* _Work task 1_: Translate this sentence from the article on the EU supply chain directive into Spanish: "Some companies in the “high-risk” sectors, the textile and chocolate industries, are also campaigning for a supply chain law."
* _Work task 2_: From the article on the EU supply chain directive, quote word for word the part that opens with the words containing "The grievances along" and closes with "and competitive disadvantages.".

* _Document section_:
•••
The EU wants to oblige companies to ensure that their suppliers respect human rights and environmental protection.
BERLIN taz | The vote in the Legal Affairs Committee on Tuesday on the compromise on the EU Supply Chain Directive was not particularly spectacular with just 25 MEPs voting. They represent the most important factions in Parliament. After 10 minutes all points are accepted. The procedure belies the sleepless nights members spent negotiating red lines and the explosive nature of the issue.
The grievances along the supply chains are great. The pressure to produce cheaply and the lack of enforcement of laws lead to serious human rights violations among suppliers in many places. Slave labor on cocoa plantations, land evictions for oil drilling, air pollution, child labor in textile factories – the list is long.
Civil organizations have long been mobilizing for companies and investors to take responsibility for how their profits are generated – i.e. along the value chain. Some companies in the “high-risk” sectors, the textile and chocolate industries, are also campaigning for a supply chain law. They want legal certainty and the same rules for others. Ideally, self-commitments, which they adhere to anyway, should become law. The biggest opponents of the directive are the business associations – especially from Germany. They fear bureaucracy and competitive disadvantages.
•••
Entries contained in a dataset
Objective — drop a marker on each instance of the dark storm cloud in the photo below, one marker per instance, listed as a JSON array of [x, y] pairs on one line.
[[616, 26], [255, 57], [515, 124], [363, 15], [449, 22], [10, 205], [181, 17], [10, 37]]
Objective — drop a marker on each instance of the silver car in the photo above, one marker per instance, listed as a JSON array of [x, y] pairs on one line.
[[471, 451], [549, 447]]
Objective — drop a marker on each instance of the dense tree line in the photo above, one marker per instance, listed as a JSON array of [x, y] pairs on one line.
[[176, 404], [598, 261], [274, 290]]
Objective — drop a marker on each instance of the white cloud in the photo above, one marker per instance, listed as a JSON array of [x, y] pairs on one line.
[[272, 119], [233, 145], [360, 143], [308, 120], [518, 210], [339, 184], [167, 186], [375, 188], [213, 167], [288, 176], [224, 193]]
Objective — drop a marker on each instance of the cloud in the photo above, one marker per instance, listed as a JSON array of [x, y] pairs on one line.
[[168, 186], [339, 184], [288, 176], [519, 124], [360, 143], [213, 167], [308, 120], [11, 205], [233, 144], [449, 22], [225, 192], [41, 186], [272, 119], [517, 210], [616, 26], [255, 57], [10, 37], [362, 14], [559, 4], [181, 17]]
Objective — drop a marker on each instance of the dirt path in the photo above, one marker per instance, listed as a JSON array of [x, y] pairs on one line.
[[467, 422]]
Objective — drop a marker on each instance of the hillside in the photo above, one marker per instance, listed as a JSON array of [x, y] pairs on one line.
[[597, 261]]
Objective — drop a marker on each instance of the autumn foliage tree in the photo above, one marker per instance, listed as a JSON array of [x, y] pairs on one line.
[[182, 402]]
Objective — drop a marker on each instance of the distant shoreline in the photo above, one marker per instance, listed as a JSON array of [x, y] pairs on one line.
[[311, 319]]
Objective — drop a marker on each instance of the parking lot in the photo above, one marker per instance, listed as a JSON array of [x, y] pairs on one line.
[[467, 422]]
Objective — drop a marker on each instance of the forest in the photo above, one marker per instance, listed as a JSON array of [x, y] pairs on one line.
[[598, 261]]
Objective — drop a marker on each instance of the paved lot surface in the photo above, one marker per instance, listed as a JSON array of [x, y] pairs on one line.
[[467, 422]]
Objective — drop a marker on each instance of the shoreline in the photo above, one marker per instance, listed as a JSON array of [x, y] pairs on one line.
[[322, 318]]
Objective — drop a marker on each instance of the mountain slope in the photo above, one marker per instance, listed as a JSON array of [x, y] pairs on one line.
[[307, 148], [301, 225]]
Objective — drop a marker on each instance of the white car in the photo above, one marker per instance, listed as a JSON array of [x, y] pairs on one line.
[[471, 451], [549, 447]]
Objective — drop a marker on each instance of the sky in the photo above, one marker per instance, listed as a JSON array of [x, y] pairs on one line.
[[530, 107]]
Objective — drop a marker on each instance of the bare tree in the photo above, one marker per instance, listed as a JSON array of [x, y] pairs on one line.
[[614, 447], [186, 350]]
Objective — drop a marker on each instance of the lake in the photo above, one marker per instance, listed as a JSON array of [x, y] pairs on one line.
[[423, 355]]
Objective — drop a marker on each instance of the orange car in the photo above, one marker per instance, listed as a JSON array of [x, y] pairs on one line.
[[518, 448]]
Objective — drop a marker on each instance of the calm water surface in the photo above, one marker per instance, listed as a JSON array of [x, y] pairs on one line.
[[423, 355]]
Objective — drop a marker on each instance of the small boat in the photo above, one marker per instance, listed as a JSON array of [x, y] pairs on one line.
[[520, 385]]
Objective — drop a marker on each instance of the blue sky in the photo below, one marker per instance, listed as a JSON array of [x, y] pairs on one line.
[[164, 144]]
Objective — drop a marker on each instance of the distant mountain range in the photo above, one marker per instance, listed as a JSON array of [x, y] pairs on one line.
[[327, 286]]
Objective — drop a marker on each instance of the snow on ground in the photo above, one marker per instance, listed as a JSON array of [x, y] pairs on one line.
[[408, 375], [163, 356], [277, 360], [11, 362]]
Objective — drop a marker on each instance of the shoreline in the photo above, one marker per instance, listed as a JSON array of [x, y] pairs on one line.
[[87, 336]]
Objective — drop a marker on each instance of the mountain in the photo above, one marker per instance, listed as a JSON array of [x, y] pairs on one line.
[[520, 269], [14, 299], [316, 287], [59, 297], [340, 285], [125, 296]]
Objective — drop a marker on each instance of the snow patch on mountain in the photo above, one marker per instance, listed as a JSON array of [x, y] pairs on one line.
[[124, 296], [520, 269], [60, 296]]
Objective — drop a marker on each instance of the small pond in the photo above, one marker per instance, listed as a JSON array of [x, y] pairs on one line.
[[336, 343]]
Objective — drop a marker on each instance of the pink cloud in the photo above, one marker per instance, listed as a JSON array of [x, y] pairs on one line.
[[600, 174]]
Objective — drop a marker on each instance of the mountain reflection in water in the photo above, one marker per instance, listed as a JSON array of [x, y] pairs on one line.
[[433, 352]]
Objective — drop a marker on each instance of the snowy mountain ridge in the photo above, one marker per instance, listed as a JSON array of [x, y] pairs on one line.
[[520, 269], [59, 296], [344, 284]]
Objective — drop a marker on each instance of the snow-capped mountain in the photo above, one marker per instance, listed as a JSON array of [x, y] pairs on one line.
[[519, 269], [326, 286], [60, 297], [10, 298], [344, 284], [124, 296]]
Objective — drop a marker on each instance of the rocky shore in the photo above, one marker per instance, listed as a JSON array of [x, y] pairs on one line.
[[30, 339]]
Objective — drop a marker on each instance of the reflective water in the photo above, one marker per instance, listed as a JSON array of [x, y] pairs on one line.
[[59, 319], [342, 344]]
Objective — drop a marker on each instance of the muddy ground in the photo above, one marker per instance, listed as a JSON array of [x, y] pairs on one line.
•••
* _Task result 1_: Algunas empresas de los sectores «de alto riesgo», la industria textil y la del chocolate, también están haciendo campaña a favor de una ley de cadena de suministro.

* _Task result 2_:
The grievances along the supply chains are great. The pressure to produce cheaply and the lack of enforcement of laws lead to serious human rights violations among suppliers in many places. Slave labor on cocoa plantations, land evictions for oil drilling, air pollution, child labor in textile factories – the list is long.
Civil organizations have long been mobilizing for companies and investors to take responsibility for how their profits are generated – i.e. along the value chain. Some companies in the “high-risk” sectors, the textile and chocolate industries, are also campaigning for a supply chain law. They want legal certainty and the same rules for others. Ideally, self-commitments, which they adhere to anyway, should become law. The biggest opponents of the directive are the business associations – especially from Germany. They fear bureaucracy and competitive disadvantages.